## [DIRECTIONS FOR THIS TASK]
Check each line of the material below, and copy it if it holds the string "beige".

***

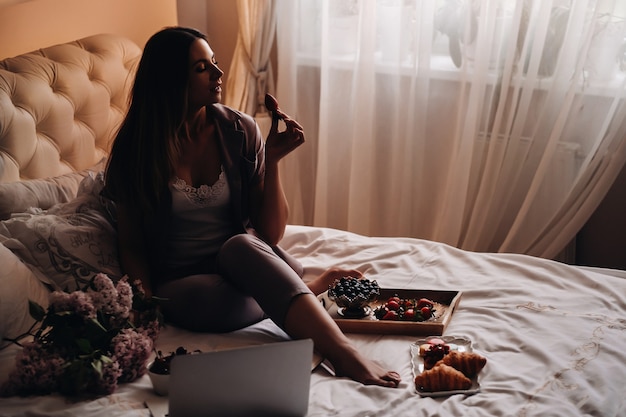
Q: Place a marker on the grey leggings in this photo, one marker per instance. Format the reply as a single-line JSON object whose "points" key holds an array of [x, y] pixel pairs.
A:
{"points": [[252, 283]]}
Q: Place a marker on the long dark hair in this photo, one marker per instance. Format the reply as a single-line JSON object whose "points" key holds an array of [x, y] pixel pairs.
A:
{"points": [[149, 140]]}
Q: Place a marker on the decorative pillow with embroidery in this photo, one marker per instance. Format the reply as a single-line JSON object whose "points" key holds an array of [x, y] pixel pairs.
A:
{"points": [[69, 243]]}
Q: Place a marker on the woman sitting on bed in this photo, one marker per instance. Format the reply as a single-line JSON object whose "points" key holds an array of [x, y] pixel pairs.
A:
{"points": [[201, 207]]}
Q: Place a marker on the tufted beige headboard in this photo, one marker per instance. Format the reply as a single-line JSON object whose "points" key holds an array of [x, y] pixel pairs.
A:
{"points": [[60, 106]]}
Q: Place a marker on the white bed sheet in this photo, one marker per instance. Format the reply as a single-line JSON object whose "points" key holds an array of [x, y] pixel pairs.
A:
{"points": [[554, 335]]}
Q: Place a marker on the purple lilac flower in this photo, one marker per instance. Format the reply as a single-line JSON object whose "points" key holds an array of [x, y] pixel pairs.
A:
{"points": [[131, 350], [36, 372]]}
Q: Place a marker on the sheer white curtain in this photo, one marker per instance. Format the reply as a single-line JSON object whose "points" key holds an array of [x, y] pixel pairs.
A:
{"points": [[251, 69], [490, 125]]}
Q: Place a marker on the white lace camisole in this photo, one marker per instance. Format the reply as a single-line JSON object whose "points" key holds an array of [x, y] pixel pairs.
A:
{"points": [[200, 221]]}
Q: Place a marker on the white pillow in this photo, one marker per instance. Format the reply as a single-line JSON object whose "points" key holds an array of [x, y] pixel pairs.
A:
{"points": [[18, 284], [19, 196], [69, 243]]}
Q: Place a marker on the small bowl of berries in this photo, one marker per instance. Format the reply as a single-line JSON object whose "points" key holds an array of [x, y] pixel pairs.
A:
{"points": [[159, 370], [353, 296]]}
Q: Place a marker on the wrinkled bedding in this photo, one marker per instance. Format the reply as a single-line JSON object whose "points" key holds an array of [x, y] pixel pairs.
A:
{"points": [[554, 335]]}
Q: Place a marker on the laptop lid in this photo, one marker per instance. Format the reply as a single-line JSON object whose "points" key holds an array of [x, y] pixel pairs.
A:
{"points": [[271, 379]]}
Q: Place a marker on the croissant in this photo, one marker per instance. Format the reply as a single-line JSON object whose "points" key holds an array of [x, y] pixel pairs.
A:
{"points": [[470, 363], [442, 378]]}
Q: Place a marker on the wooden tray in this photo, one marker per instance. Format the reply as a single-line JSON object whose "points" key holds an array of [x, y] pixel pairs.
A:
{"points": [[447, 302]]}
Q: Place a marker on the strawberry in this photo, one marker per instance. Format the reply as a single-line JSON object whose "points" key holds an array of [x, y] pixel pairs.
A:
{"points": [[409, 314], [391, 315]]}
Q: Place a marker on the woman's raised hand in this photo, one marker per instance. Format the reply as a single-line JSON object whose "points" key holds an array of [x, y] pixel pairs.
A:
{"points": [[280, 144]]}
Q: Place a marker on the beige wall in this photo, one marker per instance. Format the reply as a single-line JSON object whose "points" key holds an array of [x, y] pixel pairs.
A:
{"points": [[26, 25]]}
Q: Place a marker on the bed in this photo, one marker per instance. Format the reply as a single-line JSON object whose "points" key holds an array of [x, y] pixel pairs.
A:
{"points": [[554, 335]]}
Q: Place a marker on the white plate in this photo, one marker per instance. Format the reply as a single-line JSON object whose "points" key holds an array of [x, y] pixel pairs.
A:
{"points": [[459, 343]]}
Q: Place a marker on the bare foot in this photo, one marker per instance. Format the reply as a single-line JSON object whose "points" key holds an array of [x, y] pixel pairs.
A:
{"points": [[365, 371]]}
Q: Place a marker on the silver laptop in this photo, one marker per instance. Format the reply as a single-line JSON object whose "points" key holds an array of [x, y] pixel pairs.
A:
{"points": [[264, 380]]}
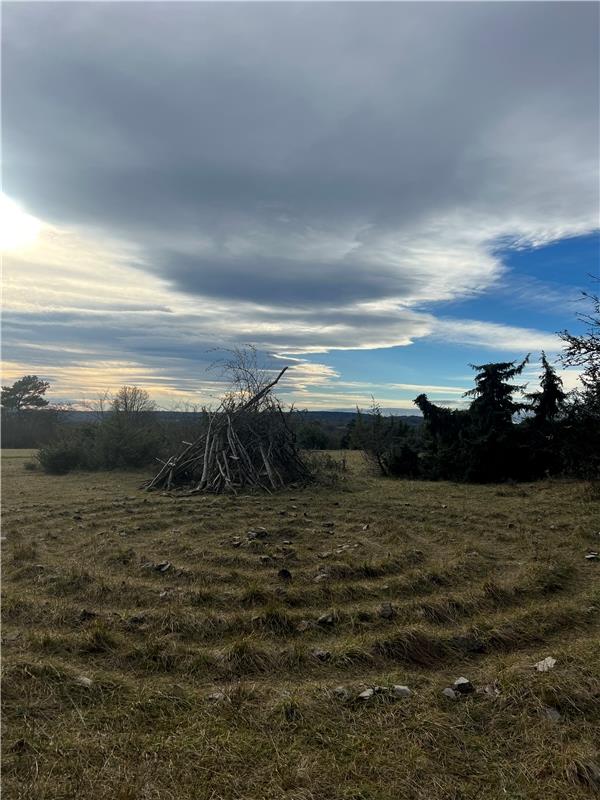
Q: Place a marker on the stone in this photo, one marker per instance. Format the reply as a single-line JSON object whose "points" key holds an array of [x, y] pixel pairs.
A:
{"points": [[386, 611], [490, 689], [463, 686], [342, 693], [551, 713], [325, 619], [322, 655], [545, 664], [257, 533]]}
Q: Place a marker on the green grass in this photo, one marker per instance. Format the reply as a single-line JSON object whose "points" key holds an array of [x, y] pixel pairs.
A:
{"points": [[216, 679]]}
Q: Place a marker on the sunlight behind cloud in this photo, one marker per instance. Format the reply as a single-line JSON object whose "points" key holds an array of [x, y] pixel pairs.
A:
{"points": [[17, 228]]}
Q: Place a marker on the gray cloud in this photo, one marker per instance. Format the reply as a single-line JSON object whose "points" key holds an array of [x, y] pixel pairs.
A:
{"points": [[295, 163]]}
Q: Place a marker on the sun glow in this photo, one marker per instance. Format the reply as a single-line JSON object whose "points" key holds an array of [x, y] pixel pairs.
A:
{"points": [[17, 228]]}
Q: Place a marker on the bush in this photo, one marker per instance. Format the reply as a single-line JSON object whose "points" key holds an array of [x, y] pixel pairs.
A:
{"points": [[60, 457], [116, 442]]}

***

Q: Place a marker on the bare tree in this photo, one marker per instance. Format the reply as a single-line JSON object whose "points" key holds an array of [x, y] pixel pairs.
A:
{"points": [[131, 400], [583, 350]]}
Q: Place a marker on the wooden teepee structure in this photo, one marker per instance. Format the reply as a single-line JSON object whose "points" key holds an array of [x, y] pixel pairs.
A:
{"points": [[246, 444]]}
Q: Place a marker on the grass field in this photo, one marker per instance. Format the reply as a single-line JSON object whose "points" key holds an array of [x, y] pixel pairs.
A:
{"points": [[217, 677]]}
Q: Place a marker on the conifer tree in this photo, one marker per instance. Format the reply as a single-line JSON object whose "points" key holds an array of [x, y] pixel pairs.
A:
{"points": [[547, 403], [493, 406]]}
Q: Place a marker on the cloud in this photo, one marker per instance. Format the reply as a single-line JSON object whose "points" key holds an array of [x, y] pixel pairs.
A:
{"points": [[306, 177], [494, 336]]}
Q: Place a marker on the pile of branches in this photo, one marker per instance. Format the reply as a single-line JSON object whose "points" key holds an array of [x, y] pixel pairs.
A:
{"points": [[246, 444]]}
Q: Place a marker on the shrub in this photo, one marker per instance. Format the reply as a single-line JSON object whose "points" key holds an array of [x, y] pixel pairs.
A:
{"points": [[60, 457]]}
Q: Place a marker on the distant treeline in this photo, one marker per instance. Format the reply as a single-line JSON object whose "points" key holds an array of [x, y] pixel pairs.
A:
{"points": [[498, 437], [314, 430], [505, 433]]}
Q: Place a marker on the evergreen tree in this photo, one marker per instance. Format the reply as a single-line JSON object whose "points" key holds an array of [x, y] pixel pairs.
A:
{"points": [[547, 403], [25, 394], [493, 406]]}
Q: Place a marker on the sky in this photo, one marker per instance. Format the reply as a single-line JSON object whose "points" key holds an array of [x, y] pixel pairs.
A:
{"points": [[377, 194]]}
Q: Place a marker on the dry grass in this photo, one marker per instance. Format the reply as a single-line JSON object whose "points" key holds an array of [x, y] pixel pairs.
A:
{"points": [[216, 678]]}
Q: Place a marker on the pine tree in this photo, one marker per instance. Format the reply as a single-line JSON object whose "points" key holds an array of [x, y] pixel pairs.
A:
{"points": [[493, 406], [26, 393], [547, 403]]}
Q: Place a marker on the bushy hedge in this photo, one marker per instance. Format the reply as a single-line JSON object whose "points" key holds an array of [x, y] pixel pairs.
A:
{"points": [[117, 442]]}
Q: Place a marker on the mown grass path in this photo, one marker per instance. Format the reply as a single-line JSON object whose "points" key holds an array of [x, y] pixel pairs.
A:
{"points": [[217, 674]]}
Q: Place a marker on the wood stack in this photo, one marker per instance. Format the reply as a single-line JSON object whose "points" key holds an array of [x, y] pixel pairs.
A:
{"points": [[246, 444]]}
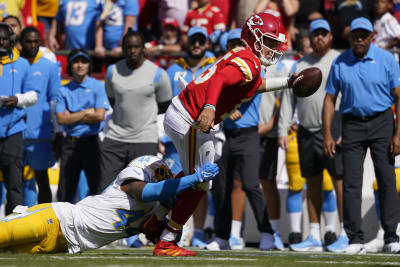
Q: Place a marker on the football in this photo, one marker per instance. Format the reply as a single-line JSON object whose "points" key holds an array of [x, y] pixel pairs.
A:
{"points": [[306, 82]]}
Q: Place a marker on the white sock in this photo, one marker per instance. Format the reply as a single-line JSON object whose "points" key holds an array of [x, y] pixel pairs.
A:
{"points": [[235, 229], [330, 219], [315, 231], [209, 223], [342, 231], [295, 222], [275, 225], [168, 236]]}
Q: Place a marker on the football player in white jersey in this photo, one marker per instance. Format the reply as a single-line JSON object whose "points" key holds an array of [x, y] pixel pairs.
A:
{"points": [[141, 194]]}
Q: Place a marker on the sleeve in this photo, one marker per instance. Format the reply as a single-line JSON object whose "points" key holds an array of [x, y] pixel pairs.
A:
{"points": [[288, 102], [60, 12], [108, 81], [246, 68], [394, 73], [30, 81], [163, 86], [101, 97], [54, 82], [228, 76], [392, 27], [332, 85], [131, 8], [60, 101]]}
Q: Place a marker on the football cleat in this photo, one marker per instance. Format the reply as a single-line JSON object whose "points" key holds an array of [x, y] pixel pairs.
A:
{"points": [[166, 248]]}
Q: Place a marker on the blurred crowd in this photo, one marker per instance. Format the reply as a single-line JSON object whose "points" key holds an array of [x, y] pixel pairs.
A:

***

## [RESPONSE TO THE TASK]
Q: Place a marker on the tufted beige headboard in this photo, one marker per instance. Format the reply as a single-line JSON object whose "points" key holds an array of [x, y] pixel pairs.
Q: Place a marker on the beige wall in this photo, one marker per instance. Format the reply as a single-line JSON object whose "points" key holds an array of [x, y] pixel pairs.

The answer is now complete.